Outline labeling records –
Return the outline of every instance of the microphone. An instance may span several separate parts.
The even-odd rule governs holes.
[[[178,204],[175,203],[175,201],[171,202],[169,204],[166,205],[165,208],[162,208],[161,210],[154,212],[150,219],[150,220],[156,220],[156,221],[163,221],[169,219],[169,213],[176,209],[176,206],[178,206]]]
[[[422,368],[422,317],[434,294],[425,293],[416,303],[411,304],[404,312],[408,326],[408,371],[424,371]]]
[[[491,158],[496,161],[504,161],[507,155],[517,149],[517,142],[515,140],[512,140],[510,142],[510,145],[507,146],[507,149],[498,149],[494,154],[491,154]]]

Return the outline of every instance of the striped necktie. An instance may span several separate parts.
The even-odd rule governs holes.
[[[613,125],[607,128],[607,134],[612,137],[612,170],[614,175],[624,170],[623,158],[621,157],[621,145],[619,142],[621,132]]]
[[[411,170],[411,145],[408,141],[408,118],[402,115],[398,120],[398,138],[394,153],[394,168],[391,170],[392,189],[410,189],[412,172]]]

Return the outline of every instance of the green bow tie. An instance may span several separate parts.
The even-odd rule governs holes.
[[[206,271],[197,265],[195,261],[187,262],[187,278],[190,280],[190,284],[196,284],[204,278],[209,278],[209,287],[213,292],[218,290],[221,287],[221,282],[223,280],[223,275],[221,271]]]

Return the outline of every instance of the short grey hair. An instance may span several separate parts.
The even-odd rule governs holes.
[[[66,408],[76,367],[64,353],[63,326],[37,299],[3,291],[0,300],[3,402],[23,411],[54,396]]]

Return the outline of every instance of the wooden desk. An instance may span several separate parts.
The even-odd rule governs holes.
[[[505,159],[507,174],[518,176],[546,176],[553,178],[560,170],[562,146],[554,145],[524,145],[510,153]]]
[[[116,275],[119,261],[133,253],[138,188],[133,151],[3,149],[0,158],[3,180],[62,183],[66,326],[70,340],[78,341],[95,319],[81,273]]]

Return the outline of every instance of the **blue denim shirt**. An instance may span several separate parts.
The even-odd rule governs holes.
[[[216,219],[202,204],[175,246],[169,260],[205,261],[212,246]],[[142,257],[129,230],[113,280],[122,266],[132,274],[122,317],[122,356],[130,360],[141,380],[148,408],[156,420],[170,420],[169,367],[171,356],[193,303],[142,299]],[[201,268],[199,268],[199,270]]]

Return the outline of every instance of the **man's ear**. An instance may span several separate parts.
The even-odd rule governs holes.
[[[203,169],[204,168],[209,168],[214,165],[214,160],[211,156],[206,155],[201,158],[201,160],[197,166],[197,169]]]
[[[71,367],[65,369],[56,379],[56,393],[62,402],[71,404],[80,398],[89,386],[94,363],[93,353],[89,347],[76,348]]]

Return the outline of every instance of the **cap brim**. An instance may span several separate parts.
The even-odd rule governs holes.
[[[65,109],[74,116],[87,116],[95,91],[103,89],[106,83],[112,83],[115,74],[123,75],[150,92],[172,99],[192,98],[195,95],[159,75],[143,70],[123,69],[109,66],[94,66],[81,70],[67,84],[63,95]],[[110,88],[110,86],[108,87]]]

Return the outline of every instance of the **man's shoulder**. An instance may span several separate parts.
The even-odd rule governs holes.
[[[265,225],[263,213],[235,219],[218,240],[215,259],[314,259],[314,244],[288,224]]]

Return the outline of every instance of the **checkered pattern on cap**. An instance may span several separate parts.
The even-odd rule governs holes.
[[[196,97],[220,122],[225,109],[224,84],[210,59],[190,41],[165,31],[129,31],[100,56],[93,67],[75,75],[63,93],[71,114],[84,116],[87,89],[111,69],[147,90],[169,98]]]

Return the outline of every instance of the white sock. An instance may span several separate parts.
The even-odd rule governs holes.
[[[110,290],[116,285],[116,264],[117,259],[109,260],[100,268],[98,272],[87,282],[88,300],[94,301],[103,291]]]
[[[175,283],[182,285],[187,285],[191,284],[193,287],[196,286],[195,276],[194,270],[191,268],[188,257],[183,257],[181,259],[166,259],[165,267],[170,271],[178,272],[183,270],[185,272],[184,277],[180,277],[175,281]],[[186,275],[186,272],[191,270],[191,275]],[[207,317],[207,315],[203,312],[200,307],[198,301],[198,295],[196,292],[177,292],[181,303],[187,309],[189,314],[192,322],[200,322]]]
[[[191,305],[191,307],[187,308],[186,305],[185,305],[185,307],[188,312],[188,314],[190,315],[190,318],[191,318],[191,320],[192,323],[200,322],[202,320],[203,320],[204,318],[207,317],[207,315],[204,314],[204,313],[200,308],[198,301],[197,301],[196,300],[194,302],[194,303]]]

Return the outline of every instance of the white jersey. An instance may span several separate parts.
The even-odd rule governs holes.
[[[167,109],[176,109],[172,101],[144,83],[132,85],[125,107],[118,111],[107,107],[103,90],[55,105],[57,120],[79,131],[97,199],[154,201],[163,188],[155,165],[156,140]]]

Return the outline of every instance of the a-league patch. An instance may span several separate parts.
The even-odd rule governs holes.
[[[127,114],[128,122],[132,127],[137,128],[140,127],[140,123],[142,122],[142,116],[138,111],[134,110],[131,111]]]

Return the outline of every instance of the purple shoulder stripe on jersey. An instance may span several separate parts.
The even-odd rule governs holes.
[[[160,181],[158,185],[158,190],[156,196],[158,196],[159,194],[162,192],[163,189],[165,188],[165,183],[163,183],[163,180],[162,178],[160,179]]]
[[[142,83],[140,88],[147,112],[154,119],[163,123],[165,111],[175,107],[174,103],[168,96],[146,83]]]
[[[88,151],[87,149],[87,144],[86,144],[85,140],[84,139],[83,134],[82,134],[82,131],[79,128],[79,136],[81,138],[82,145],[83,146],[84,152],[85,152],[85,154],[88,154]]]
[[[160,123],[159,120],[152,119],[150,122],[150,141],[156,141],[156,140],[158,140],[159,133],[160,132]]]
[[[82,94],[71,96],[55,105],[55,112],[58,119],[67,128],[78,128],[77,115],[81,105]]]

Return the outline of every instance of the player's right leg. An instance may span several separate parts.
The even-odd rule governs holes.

Task brief –
Copy the data above in full, character for character.

Result below –
Return the outline of every instance of the microphone. An instance may span several separate parts.
The even-odd rule governs holes.
[[[178,204],[175,203],[175,201],[171,202],[169,204],[166,205],[165,208],[162,208],[161,210],[154,212],[150,219],[150,220],[156,220],[156,221],[163,221],[169,219],[169,213],[176,209],[176,206],[178,206]]]
[[[422,368],[422,317],[434,294],[425,293],[416,303],[411,304],[404,312],[408,326],[408,371],[424,371]]]
[[[491,158],[496,161],[504,161],[507,155],[517,149],[517,142],[515,140],[512,140],[510,142],[510,145],[507,146],[507,149],[498,149],[494,154],[491,154]]]

Return the outline of every instance of the striped necktie. An instance may span several separate parts.
The even-odd rule governs holes.
[[[613,125],[607,128],[607,134],[612,137],[612,170],[614,175],[624,170],[623,158],[621,157],[621,145],[619,142],[621,132]]]
[[[411,170],[411,145],[408,141],[408,118],[402,115],[398,120],[398,138],[394,153],[394,168],[391,170],[392,189],[410,189],[412,172]]]

Return the outline of every instance of the green bow tie. An instance may span several separate parts.
The even-odd rule governs holes.
[[[206,271],[197,265],[195,261],[187,262],[187,278],[190,280],[190,284],[196,284],[204,278],[209,278],[209,287],[213,292],[218,290],[221,287],[221,282],[223,280],[223,275],[221,271]]]

Return the outline of every instance of the short grey hair. An instance may span several separate parts.
The even-odd rule governs holes.
[[[66,408],[76,367],[64,353],[63,326],[37,299],[3,291],[0,300],[3,402],[23,411],[54,396]]]

Return the outline of every instance of the wooden desk. An instance may span several separate parts.
The even-odd rule governs holes.
[[[505,159],[507,174],[518,176],[546,176],[553,178],[560,170],[562,146],[554,145],[524,145],[510,153]]]
[[[116,275],[119,261],[133,253],[138,188],[133,151],[3,149],[0,158],[3,180],[62,183],[66,326],[70,340],[78,341],[95,319],[81,273]]]

Return the outline of every instance of the **blue denim shirt**. An instance may span several separate parts.
The even-odd rule governs holes.
[[[216,219],[202,204],[175,246],[169,260],[205,261],[212,246]],[[142,257],[129,230],[113,280],[122,266],[132,274],[122,317],[122,356],[130,360],[141,380],[148,408],[156,420],[170,420],[169,367],[171,356],[193,303],[142,299]],[[201,268],[199,268],[199,270]]]

Return the outline of every instance of the **man's ear**. An instance may span several separate parts.
The even-odd rule governs holes.
[[[203,169],[204,168],[209,168],[214,165],[214,160],[211,156],[206,155],[201,158],[201,160],[197,166],[197,169]]]
[[[71,367],[65,369],[56,379],[56,393],[62,402],[71,404],[80,398],[89,386],[94,363],[93,353],[89,347],[76,348]]]

Return the outline of every instance of the **cap brim**. An instance may span several separate parts.
The even-odd rule governs holes.
[[[65,109],[74,116],[87,116],[95,91],[103,89],[106,83],[112,83],[115,74],[123,75],[150,92],[172,99],[192,98],[195,95],[159,75],[143,70],[123,69],[109,66],[94,66],[81,70],[67,84],[63,95]],[[110,88],[110,86],[108,87]]]

Return the outline of every instance of the **man's shoulder**. An instance may span several separate parts.
The even-odd rule governs holes.
[[[265,225],[263,213],[235,219],[218,240],[215,259],[314,259],[314,244],[288,224]]]

Return the outline of every instance of the **checkered pattern on cap**. An instance may span several separate parts.
The even-odd rule governs holes.
[[[196,97],[220,122],[225,109],[224,84],[210,59],[190,41],[165,31],[129,31],[100,56],[93,67],[75,75],[63,93],[71,114],[84,116],[87,89],[111,69],[147,90],[169,98]]]

Return the outline of every instance of the white sock. An instance may span several separate parts.
The even-odd rule governs holes.
[[[110,290],[116,285],[116,264],[117,259],[109,260],[100,268],[98,272],[87,282],[88,300],[94,301],[103,291]]]
[[[175,283],[182,285],[187,285],[191,284],[193,287],[196,286],[195,276],[194,270],[191,268],[188,257],[183,257],[181,259],[166,259],[165,267],[170,271],[178,272],[183,270],[185,272],[184,277],[180,277],[175,281]],[[186,275],[186,272],[191,270],[191,275]],[[207,317],[207,315],[203,312],[200,307],[198,301],[198,295],[196,292],[177,292],[181,303],[187,309],[189,314],[192,322],[200,322]]]
[[[191,305],[191,307],[187,308],[186,305],[185,305],[185,307],[188,312],[188,314],[190,315],[190,318],[191,318],[191,320],[192,323],[200,322],[202,320],[203,320],[204,318],[207,317],[207,315],[204,314],[204,313],[200,308],[198,301],[197,301],[196,300],[194,302],[194,303]]]

Return the outline of every instance of the white jersey. An instance may span several separate parts.
The even-odd rule governs holes.
[[[167,109],[176,109],[172,101],[144,83],[132,85],[125,107],[118,111],[107,107],[103,90],[55,105],[57,120],[79,131],[97,199],[154,201],[163,188],[155,165],[156,140]]]

Return the outline of every instance of the a-league patch. An instance may span several separate parts.
The even-odd rule governs holes.
[[[127,114],[128,122],[132,127],[137,128],[140,127],[140,123],[142,122],[142,116],[138,111],[134,110],[131,111]]]

Return the outline of every instance of the purple shoulder stripe on jersey. An instance may span several separate parts.
The even-odd rule governs holes.
[[[160,181],[158,185],[158,190],[156,196],[158,196],[159,194],[162,192],[163,189],[165,188],[165,183],[163,183],[163,180],[162,178],[160,179]]]
[[[142,83],[140,88],[147,112],[154,119],[163,123],[165,111],[175,107],[174,103],[168,96],[146,83]]]
[[[88,151],[87,149],[87,144],[86,144],[85,140],[84,139],[83,134],[82,134],[82,131],[79,128],[79,136],[81,138],[82,145],[83,146],[84,152],[85,152],[85,154],[88,154]]]
[[[160,123],[159,120],[152,119],[150,122],[150,141],[156,141],[156,140],[158,140],[159,133],[160,132]]]
[[[82,94],[71,96],[55,105],[55,112],[58,119],[67,128],[78,128],[77,115],[81,105]]]

Return the outline of every instance of the player's right leg. An instance may span several separate parts.
The even-odd rule governs holes.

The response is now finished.